| AUSZUG |

☆ ☆ ☆ ☆

# Hochspannungsquellen? Was geeignet?



## Knogle (29. Januar 2016)

Moin

Habe folgendes Problem
Aktuell bastle ich an meinem Fusionsreaktor, jedoch sind die einzigen Huerden jetzt mal wieder die Vakuumpumpe und die Spannungsquelle.
Ich habe damals mal ein "fertiges" 20kV Labornetgeraet mit Gleichspannung genutzt, jedoch steht mir nun nur eine Reihe von eBay Kaskaden und Trafos zur Verfuegung, wobei nun wieder die Frage ist wie ich das gleichgerichtet bekomme.

Habe dafuer an so aeltere 100kV Roehrengleichrichter gedacht, jedoch ist da ja das Problem die Roentgenstrahlung die moeglicherweise genau dabei abgegeben wird
Was gibt es denn fuer "moderne" Methoden einer Hochspannungsversorgung?

Spannung sollte zwischen 50kV und 150kV liegen, Stromstaerke im Bereich zwischen 0,1mA-10mA

Trafo und Roehrengleichrichter sind ja leider nach der Ansicht vieler veraltet


----------



## taks (30. Januar 2016)

Gamer090 schrieb:


> Mich hat es auch gewundert wie er ein Fusionsreaktor bauen will



Gibt es schon lange, man muss aber mehr Energie reinstecken als raus kommt.

@TE
Hast du dich mal erkundigt welche "Alltagsgeräte" mit hohen Spannungen arbeiten. Ein Röhrenmonitor geht ja glaub bis 30kV.


----------



## Knogle (30. Januar 2016)

Gamer090 schrieb:


> Mich hat es auch gewundert wie er ein Fusionsreaktor bauen will



Dann erkundige dich mal nach Farnsworth'Hirsch Fusor 

@taks:

Gute Idee ich schaue mal


----------



## Rotkaeppchen (30. Januar 2016)

Knogle, Du überrascht mich immer wieder. Das ist erfrischend.

1. Hochspannungskaskade:
Das hier sollte Dir helfen:
https://de.wikipedia.org/wiki/Hochspannungskaskade

2. Vakuumpumpe:
Problematischer wird es mit der Vakuumpumpe. Da wirst Du ein mehrstufiges System benötigen.
Billig ist für die erste Stufe eine Wasserstrahlpumpe, um auf irgendwas um 50mbar zu kommen (Dampfdruck Wasser)
Oder eine Flüssigkeitsringpumpe, wenn der Volumenstrom hoher ist. Mit der ersten Stufe machst Du einen ordentlichen
Volumenstrom. Damit bekommt Du ein grob Vakuum. Das sollte man gebraucht ab 250,-€ bekommen

Als zweite Stufe würde ich eine Sperrschieberpumpe nutzen, damit kommst Du zum Feinvakuum bis 10^-4 mbar.
Da bist Du je nach Enddruck und Volumenstrum irgendwas um 1000,-€ los. Frage dafür in chemischen und pysikalischen
Instituten an der Uni nach, die haben oft alte rumfliegen.

Als dritte Stufe ist eine Turbomolekularpumpe (Turbovac) notwendig. Da wird es dann richtig teuer. Und der Markt ist klein.

☆ ☆ ☆ ☆

| ROHDATEN |
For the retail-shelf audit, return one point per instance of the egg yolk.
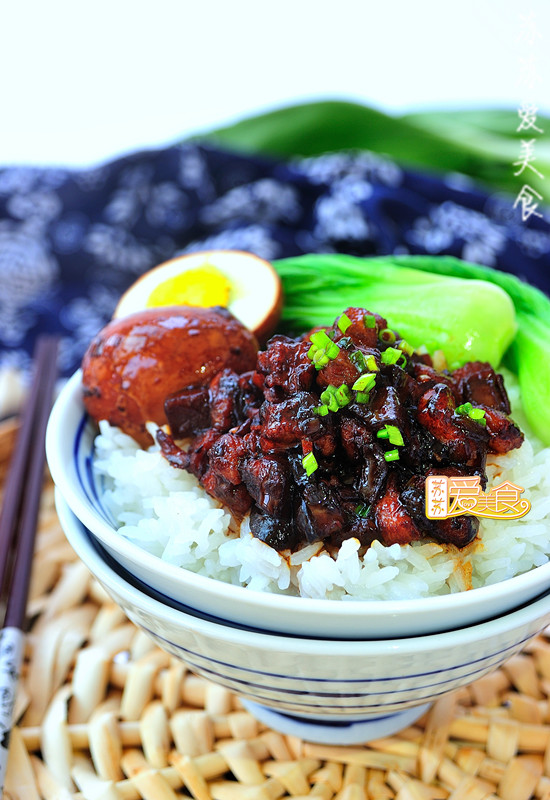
(204, 286)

☆ ☆ ☆ ☆

Bearbeite den Forenthread über Hochspannungsquellen: Gib den Abschnitt, der mit „Da bist Du je“ beginnt und mit „oft alte rumfliegen.“ endet, noch einmal wieder und ersetze dabei „Uni“ durch „Hochschule“.

Da bist Du je nach Enddruck und Volumenstrum irgendwas um 1000,-€ los. Frage dafür in chemischen und pysikalischen
Instituten an der Hochschule nach, die haben oft alte rumfliegen.